◆ Your goal
Repeat the rows word for word, starting at the line that contains "Challenge: I say there's no mirror" and ending at the line that contains "0 76 29 172".
┌──
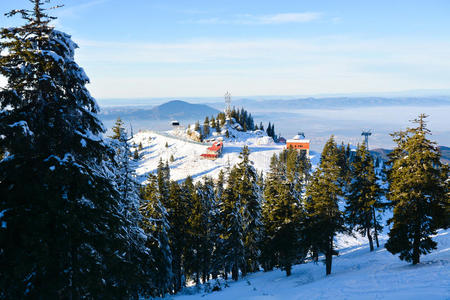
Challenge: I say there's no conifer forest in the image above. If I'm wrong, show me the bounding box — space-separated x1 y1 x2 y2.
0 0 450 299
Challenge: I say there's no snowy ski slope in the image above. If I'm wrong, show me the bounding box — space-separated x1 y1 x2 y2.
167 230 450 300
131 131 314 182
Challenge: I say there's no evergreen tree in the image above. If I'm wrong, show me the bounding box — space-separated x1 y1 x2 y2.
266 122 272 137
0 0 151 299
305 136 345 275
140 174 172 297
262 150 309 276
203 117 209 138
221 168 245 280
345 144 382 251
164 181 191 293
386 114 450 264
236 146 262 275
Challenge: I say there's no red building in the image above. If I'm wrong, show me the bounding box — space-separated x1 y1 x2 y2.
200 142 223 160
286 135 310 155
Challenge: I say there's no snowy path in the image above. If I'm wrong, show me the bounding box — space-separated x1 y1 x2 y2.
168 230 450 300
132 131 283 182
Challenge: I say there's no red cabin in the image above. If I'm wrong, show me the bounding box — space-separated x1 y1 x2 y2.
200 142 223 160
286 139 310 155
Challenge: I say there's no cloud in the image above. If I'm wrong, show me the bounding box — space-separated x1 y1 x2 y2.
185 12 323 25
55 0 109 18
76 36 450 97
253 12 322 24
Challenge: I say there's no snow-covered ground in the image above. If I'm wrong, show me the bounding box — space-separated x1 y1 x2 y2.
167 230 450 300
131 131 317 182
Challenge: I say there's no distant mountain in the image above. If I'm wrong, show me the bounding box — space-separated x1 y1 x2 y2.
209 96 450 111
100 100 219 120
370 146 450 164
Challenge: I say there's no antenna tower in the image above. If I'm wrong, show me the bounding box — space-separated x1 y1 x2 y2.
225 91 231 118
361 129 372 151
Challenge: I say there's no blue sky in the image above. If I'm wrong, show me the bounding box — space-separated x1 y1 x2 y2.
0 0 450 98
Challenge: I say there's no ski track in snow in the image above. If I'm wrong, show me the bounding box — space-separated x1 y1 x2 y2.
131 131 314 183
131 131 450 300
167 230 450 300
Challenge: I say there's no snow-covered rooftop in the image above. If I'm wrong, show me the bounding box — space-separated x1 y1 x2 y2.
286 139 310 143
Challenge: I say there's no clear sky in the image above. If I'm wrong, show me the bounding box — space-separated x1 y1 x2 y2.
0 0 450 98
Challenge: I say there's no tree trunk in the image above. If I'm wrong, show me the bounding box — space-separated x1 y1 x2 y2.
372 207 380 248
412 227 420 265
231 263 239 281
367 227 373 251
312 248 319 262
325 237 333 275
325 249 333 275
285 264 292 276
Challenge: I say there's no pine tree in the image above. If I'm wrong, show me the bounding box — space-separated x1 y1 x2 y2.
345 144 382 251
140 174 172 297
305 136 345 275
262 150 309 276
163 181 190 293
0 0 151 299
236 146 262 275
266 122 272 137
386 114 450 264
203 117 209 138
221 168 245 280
└──
┌──
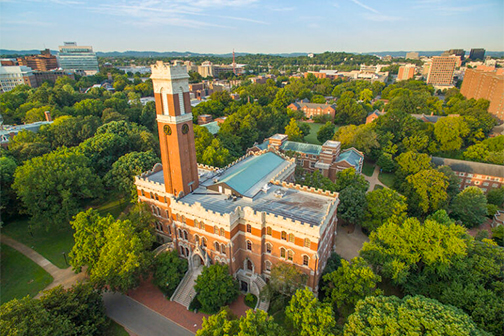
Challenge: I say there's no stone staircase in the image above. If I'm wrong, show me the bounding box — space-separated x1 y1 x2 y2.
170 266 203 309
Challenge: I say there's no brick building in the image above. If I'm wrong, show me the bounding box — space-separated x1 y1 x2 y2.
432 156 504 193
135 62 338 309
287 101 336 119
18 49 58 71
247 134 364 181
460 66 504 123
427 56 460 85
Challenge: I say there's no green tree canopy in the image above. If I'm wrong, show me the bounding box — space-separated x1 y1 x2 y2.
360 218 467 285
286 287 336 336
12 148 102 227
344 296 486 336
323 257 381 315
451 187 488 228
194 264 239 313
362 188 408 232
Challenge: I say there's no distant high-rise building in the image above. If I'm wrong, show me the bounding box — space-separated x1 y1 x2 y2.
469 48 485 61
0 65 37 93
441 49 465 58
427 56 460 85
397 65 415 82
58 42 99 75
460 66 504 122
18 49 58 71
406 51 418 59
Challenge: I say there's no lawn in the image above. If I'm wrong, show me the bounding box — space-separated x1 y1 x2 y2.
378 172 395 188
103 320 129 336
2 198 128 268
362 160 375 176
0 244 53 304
└──
┌──
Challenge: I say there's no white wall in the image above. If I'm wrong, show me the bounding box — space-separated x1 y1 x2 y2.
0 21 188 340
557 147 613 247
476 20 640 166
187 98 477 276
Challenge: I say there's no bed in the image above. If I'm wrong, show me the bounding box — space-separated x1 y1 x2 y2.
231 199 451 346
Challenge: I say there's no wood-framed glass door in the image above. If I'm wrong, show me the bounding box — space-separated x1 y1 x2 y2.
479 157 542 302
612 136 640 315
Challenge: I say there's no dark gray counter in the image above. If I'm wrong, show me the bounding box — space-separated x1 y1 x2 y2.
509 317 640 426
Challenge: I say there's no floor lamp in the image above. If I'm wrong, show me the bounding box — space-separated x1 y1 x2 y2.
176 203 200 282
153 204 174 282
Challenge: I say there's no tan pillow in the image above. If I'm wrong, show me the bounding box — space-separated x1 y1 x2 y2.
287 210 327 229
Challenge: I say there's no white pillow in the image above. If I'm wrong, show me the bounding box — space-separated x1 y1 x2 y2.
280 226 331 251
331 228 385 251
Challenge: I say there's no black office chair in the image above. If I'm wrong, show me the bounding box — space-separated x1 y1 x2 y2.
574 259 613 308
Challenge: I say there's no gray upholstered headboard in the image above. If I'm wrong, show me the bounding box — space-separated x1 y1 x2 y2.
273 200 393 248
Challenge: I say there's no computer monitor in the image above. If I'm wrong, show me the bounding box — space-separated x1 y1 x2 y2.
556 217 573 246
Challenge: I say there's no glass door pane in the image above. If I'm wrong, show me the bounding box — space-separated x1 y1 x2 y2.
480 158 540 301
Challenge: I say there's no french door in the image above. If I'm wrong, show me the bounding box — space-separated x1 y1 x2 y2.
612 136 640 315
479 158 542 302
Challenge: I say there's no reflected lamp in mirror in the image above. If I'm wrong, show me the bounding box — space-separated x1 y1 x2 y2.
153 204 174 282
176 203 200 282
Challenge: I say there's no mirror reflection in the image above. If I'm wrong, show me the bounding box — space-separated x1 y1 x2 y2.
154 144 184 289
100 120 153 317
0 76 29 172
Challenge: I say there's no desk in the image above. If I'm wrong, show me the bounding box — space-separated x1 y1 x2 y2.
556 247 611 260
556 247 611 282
└──
◆ Final result
Challenge: I say there's no mirror reflection in the image above. If I'm wrong, show me the bounding box — space-separated x1 y1 x2 y2.
154 144 184 289
100 120 153 317
0 76 29 172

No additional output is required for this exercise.